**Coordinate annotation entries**

<<<<

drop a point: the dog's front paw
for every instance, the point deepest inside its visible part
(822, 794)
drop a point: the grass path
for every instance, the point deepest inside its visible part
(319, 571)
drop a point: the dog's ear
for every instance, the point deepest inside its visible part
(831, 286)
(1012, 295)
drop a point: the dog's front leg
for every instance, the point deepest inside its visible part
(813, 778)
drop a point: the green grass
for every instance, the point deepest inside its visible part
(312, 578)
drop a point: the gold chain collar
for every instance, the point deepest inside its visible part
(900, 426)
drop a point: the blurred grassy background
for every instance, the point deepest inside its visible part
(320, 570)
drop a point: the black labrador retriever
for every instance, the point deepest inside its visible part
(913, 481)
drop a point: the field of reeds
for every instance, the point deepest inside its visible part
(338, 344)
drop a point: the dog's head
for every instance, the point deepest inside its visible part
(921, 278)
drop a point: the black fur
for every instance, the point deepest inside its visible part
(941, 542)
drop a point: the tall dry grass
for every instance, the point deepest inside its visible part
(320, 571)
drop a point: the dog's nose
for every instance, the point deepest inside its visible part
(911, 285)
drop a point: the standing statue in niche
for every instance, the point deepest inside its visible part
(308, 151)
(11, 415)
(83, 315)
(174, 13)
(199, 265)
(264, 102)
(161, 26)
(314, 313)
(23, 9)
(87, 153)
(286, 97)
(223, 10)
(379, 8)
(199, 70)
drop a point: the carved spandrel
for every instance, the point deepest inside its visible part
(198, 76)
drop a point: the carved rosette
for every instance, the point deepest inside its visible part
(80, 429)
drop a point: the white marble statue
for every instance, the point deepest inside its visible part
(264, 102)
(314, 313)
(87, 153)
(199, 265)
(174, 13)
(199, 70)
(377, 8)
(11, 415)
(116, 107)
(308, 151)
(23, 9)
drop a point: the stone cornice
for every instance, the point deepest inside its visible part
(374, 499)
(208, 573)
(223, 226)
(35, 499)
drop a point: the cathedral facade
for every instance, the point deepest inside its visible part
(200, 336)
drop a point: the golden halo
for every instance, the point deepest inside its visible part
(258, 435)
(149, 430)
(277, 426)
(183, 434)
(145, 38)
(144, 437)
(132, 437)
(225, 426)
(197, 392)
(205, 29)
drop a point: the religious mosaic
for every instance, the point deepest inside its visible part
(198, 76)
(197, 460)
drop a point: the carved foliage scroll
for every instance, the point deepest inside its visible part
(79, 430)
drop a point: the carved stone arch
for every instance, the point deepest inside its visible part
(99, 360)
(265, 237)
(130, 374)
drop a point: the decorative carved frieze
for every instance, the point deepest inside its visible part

>>>>

**Exercise instructions**
Copy every one of the records above verbatim, reproducing each line without any change.

**In response**
drop a point: the dog's front paw
for every instance, the point deepest inside its visible part
(822, 794)
drop a point: the grass path
for every instance, the point deepest inside its visible part
(319, 571)
drop a point: the dog's ear
for every instance, the point deepest inside its visible part
(831, 286)
(1012, 295)
drop a point: the dog's front leg
for every instance, the point deepest inside its visible part
(813, 778)
drop a point: the green grass
for every instance, the point deepest inside its visible part
(312, 578)
drop a point: the gold chain collar
for every instance, the point deepest inside its visible part
(900, 426)
drop a point: the blurred grassy background
for every instance, the point deepest inside its visible part
(320, 570)
drop a point: the black labrador retriever
for every instance, the point deepest inside its visible part
(913, 481)
drop a point: the field of reeds
for every instance, the point deepest inside its visible part
(338, 344)
drop a point: the dog's head
for every instance, the point deepest inside its visible part
(921, 278)
drop a point: the black fur
for every instance, the point deepest inside its visible part
(941, 542)
drop a point: the tall dry grass
for every instance, the point deepest inside its visible part
(320, 571)
drop a point: the dog's nose
for every instance, the point deepest inside its visible part
(911, 285)
drop a point: the standing statue in niche
for every instance, the point deepest inside its visible part
(308, 151)
(11, 415)
(83, 315)
(174, 13)
(199, 265)
(264, 102)
(161, 26)
(314, 313)
(23, 9)
(87, 153)
(286, 97)
(223, 10)
(379, 8)
(199, 70)
drop a point: the carved spandrel
for every instance, the point deepest inside its visible part
(198, 76)
drop a point: the carved rosette
for every instance, the point deepest inside its visible part
(80, 429)
drop a point: the white marble statue
for every instance, the point deepest inside its visible part
(264, 102)
(314, 313)
(87, 153)
(199, 265)
(174, 13)
(199, 70)
(377, 8)
(11, 415)
(116, 107)
(308, 151)
(23, 9)
drop a point: the stone cornice
for every instance, the point deepest inside its visible part
(374, 499)
(208, 573)
(223, 226)
(35, 499)
drop a point: the cathedral facade
for every instance, the point deepest inside its visible part
(200, 336)
drop a point: the golden halo
for every instance, the point deepest inside its visible part
(258, 435)
(149, 430)
(277, 426)
(183, 434)
(145, 38)
(144, 437)
(132, 437)
(225, 426)
(197, 392)
(205, 29)
drop a point: the religious mosaic
for every instance, the point deepest inside its visible part
(198, 76)
(197, 460)
drop a point: the carved foliage scroll
for every instance, the point deepest inside its visible part
(79, 430)
drop a point: the carved stone arch
for every instance, the point deepest inside its visible part
(99, 360)
(265, 237)
(130, 374)
drop a point: the decorative carved frieze
for every instance, the point deepest inside its visible part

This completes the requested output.